__Task description__
The data must be returned exactly. No line may be left out.

━━━ Source data

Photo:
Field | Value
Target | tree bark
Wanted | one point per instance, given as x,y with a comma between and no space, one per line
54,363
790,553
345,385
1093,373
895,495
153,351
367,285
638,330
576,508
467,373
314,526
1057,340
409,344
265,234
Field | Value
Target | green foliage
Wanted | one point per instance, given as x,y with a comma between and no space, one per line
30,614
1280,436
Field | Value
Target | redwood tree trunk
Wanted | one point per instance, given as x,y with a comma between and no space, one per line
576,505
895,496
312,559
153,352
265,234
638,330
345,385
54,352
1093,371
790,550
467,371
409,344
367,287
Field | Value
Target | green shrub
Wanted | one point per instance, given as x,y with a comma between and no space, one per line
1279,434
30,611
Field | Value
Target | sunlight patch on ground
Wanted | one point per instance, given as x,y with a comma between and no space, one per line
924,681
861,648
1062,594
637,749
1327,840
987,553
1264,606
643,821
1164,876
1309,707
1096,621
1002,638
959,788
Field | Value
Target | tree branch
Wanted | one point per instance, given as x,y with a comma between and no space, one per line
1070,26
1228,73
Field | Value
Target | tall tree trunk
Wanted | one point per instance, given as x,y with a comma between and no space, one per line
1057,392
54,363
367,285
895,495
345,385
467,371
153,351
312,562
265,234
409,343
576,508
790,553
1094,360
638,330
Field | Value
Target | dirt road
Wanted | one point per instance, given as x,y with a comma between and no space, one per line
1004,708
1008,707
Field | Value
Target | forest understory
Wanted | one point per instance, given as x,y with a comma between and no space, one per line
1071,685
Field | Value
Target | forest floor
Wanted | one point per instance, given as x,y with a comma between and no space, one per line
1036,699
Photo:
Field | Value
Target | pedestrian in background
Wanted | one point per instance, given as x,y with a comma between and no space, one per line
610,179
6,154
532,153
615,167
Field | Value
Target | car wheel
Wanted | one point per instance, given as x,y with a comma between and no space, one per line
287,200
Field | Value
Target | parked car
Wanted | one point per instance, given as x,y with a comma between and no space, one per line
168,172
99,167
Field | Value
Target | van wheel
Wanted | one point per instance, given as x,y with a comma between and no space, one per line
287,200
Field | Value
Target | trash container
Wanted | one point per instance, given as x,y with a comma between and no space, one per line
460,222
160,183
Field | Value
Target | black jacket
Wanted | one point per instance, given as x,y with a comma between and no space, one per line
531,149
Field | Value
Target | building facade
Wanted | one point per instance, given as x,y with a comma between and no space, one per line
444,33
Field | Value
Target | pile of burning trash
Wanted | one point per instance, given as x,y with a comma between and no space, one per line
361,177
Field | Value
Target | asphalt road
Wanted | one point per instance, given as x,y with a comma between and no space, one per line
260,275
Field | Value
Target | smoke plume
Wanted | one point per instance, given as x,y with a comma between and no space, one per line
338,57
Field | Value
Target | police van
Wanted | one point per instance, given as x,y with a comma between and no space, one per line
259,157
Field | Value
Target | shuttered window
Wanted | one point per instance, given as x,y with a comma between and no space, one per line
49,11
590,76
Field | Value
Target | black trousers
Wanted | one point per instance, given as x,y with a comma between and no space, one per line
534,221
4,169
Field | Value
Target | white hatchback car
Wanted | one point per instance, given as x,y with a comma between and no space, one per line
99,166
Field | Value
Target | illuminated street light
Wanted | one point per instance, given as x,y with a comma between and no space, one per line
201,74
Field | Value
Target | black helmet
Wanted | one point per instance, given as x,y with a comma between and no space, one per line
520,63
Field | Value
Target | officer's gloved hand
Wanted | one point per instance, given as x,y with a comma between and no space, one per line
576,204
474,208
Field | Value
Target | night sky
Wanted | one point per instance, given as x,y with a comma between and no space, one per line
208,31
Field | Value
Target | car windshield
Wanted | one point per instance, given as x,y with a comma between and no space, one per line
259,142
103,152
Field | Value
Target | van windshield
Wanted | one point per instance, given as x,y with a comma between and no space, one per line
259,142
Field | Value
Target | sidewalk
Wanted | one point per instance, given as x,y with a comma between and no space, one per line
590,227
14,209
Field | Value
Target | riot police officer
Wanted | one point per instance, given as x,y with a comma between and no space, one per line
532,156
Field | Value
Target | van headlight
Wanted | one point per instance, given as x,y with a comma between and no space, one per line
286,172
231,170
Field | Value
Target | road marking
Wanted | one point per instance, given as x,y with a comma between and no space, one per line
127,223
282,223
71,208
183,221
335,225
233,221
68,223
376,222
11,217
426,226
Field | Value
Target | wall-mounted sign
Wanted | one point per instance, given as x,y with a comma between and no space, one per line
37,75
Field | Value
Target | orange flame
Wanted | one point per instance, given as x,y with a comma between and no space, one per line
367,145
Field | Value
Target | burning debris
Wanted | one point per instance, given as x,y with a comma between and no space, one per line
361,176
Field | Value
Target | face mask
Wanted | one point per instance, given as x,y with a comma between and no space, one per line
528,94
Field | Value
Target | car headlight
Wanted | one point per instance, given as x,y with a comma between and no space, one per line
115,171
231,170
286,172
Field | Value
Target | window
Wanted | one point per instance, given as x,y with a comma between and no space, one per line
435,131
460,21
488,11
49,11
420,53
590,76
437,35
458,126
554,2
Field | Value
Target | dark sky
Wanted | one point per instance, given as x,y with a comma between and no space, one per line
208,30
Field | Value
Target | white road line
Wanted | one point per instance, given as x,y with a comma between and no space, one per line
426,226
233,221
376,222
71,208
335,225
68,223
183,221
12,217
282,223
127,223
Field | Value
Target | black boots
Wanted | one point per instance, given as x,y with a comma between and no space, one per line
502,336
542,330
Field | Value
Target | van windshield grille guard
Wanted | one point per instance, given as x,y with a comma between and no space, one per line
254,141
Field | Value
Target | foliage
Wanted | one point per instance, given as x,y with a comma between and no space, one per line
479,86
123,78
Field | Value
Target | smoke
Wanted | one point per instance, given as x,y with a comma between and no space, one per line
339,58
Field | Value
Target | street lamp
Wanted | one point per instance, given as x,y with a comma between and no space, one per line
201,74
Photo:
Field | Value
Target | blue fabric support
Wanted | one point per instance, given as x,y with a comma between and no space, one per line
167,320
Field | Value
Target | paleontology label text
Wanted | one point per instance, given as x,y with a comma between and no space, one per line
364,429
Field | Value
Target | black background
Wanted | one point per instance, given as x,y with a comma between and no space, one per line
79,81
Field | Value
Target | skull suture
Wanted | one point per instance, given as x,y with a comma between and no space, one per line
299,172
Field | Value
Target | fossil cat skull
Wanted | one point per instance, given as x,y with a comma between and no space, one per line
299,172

━━━━━━

__Expected answer__
Photo:
Field | Value
Target | tree bark
Wanted | one point per instance, given as x,y with a comma between and no space, one per line
54,363
790,553
345,385
1093,373
895,495
153,351
367,285
638,330
576,508
467,373
314,526
1057,340
409,344
265,234
Field | Value
Target | green foliage
Wanted | one point per instance, given as x,y with a comma between and no space, one per line
30,614
1280,436
Field | Value
Target | redwood tree trunk
Wanted | one point per instance, given as x,y with a comma between and no space, one per line
576,505
895,496
312,559
153,352
265,234
638,330
345,385
54,352
1093,371
790,550
467,371
409,344
367,287
Field | Value
Target | green shrub
Wanted | one point per instance, given as x,y with a comma between and no space, one per line
1279,434
30,611
Field | Value
Target | sunlight patch on ground
Wanted | one point per instance, given as x,y with a comma between and no space, one per line
924,681
861,648
1062,594
637,749
1327,840
987,553
1264,606
643,821
1164,876
1309,707
1096,621
1002,638
959,788
Field | Value
Target | tree branch
Wanted | one point per instance, given as x,y with a comma between and no space, one per line
1070,26
1228,73
Field | Value
Target | tall tree trunk
Wanted | one point per instance, given as x,y with a comma between and no space, one per line
1057,392
54,363
367,285
895,495
345,385
467,371
153,351
312,562
265,234
409,343
576,508
790,553
1094,360
638,330
Field | Value
Target | dirt road
Wanted | one point per instance, given as x,y with a comma between and no space, one per line
1004,708
1008,707
Field | Value
Target | forest understory
Wanted | one point per instance, given as x,y with a comma between and no space, one per line
1071,685
Field | Value
Target | forest floor
Wanted | one point per instance, given as x,y with a comma between and no space, one per line
1036,699
Photo:
Field | Value
Target | pedestrian in background
Wanted | one point per instance, given as x,y with a comma between and no space, one per line
610,179
6,154
532,153
615,167
Field | Value
Target | car wheel
Wanted | one point per instance, given as x,y with a comma between and no space, one per line
287,200
Field | Value
Target | parked car
Wanted | one point per instance, given as x,y with a comma between and no space, one per line
168,172
99,167
Field | Value
Target | van wheel
Wanted | one point per instance, given as x,y with a comma between and no space, one per line
287,200
Field | Value
Target | trash container
Wanted | one point per instance, given as x,y with a comma between and no space, one per line
460,222
160,183
Field | Value
Target | black jacket
Wanted | one point per instance, given as x,y with a comma between and no space, one per line
531,149
Field | Value
Target | building facade
Wanted | one point per instance, given as x,y with a comma between and no space, one per line
444,33
Field | Value
Target | pile of burning trash
Wanted | one point per instance, given as x,y with a comma between and no space, one per line
361,177
Field | Value
Target | asphalt road
Wanted | one point per instance, given as x,y with a comma between and no space, one per line
260,275
Field | Value
Target | smoke plume
Wanted | one point per instance, given as x,y with a comma between and no space, one per line
338,57
Field | Value
Target | police van
Wanted | one point per instance, given as x,y with a comma between and no space, one per line
259,157
Field | Value
Target | shuttered window
Wanted | one point per instance, given as x,y with a comma between and no space, one per line
49,11
590,76
Field | Value
Target | black trousers
Wanted | one point per instance, given as x,y with a comma between and no space, one per line
534,221
4,169
Field | Value
Target | white hatchback car
Wanted | one point per instance, given as x,y with a comma between and no space, one per line
99,166
Field | Value
Target | illuminated street light
Wanted | one point per instance, given as x,y with a comma between and no space, one per line
201,74
Field | Value
Target | black helmet
Wanted | one point per instance, given as x,y with a comma between and no space, one per line
520,63
Field | Value
Target | officer's gloved hand
Wanted | one point per instance, given as x,y with a comma between and no space, one per line
576,204
474,208
Field | Value
Target | night sky
Wanted | one point per instance, given as x,y with a comma between and no space, one per line
208,31
Field | Value
Target | car windshield
Wanted | one point per instance, given as x,y with a comma between and no space, one per line
259,142
103,152
Field | Value
Target | van windshield
Wanted | one point per instance, given as x,y with a comma between and no space, one per line
259,142
Field | Value
Target | sidewalk
Wanted | one point per instance, given as x,y with a comma between and no space, one per line
590,227
14,209
Field | Value
Target | riot police officer
Wanted | one point per instance, given as x,y with a comma between and no space, one per line
532,156
Field | Value
Target | van headlight
Wanted | one point per instance, given as x,y with a comma between and no space, one per line
286,172
231,170
Field | Value
Target | road marking
Wanted | one point per instance, given as x,y with a comma between and no space, one per line
127,223
282,223
71,208
183,221
335,225
233,221
68,223
376,222
11,217
426,226
Field | Value
Target | wall-mounted sign
Wanted | one point per instance, given as x,y with a comma between and no space, one per line
37,75
Field | Value
Target | orange flame
Wanted | one point per instance, given as x,y with a comma between and no space, one per line
367,145
Field | Value
Target | burning debris
Wanted | one point per instance, given as x,y with a comma between and no space, one per line
361,176
Field | Value
Target | face mask
Wanted | one point per instance, given as x,y with a comma between and no space, one per line
528,94
Field | Value
Target | car headlight
Wanted | one point per instance, given as x,y with a comma between and no space, one per line
115,171
231,170
286,172
Field | Value
Target | window
Wanted | one point per instance, given as x,y with a comma between and no space, one per line
435,131
460,21
488,11
49,11
420,53
590,76
437,35
458,126
554,2
Field | Value
Target | dark sky
Wanted | one point per instance, given as x,y with a comma between and no space, one per line
208,30
Field | Value
Target | white road line
Wanted | one point per instance, given as x,y with a comma between and no space, one per line
426,226
233,221
376,222
71,208
335,225
68,223
183,221
12,217
282,223
127,223
Field | Value
Target | black boots
Wanted | one point per instance, given as x,y with a comma between and no space, one per line
502,336
542,330
Field | Value
Target | van windshield grille guard
Wanted | one point per instance, given as x,y with a comma between and no space, one per line
254,141
Field | Value
Target | foliage
Wanted | one point per instance, given as x,y with a comma between and no space, one per line
479,86
123,78
Field | Value
Target | smoke
Wanted | one point per instance, given as x,y with a comma between and no space, one per line
339,58
Field | Value
Target | street lamp
Wanted | one point per instance, given as x,y with a comma between and no space, one per line
201,74
Photo:
Field | Value
Target | blue fabric support
Wanted | one point per instance, given as x,y with a comma between and no space, one per line
167,320
Field | Value
Target | paleontology label text
Wanted | one point per instance, given as x,y with a comma between and no space, one per line
364,429
Field | Value
Target | black background
Wanted | one point per instance, given as x,y with a comma between and no space, one per line
79,81
Field | Value
Target | skull suture
Wanted | one point per instance, given as x,y with a comma between and no space, one per line
299,172
Field | Value
Target | fossil cat skull
Wanted | one point per instance, given as x,y with a comma between and no space, one per line
299,172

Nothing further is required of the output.